**ASSIGNMENT:** In the listing below, look for "query" and copy every line that has it.

--- SUPPLIED RECORDS ---

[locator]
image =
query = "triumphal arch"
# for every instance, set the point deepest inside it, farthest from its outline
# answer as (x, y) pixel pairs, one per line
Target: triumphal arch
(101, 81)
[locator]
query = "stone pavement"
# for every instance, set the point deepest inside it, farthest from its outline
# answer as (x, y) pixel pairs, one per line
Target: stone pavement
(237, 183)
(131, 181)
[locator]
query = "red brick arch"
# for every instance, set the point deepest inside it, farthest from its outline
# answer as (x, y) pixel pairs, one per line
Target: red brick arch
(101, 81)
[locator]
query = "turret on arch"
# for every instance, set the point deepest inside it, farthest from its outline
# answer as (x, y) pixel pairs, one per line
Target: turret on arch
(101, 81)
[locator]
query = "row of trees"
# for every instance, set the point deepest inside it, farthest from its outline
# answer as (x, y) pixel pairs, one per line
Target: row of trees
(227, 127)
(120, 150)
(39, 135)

---
--- SUPPLIED RECORDS ---

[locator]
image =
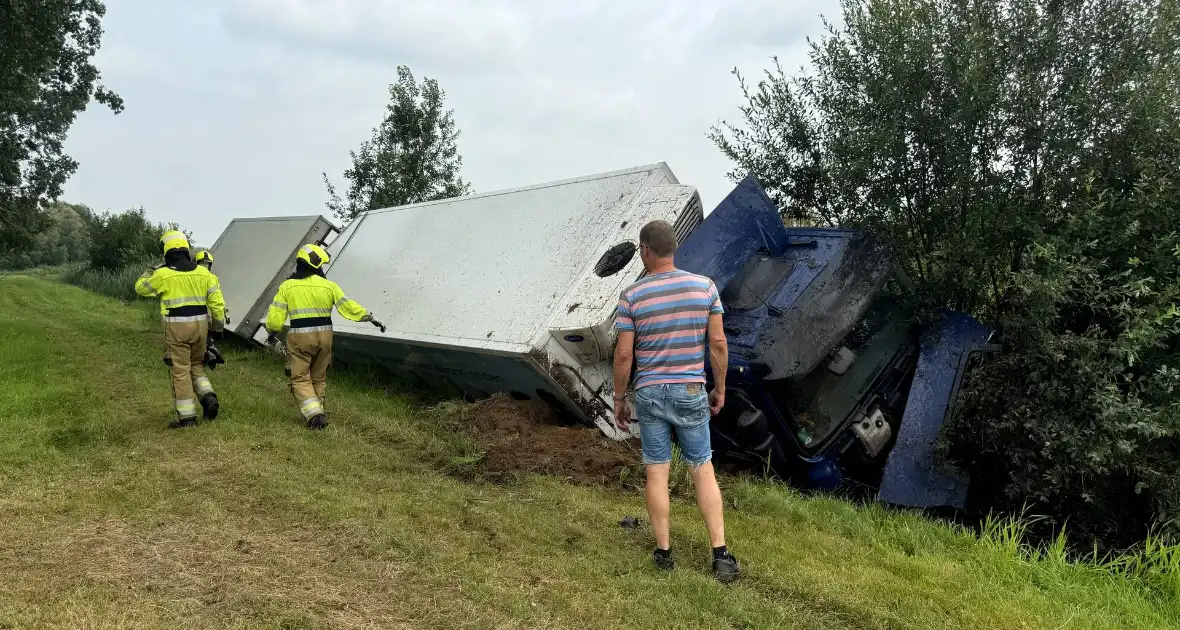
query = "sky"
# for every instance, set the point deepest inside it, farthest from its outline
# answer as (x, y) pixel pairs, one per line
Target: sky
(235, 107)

---

**WRITTEN SOLUTION:**
query = "triumphal arch"
query = "stone pavement"
query = "red brick arch"
query = "turret on arch"
query = "row of trees"
query = "sky"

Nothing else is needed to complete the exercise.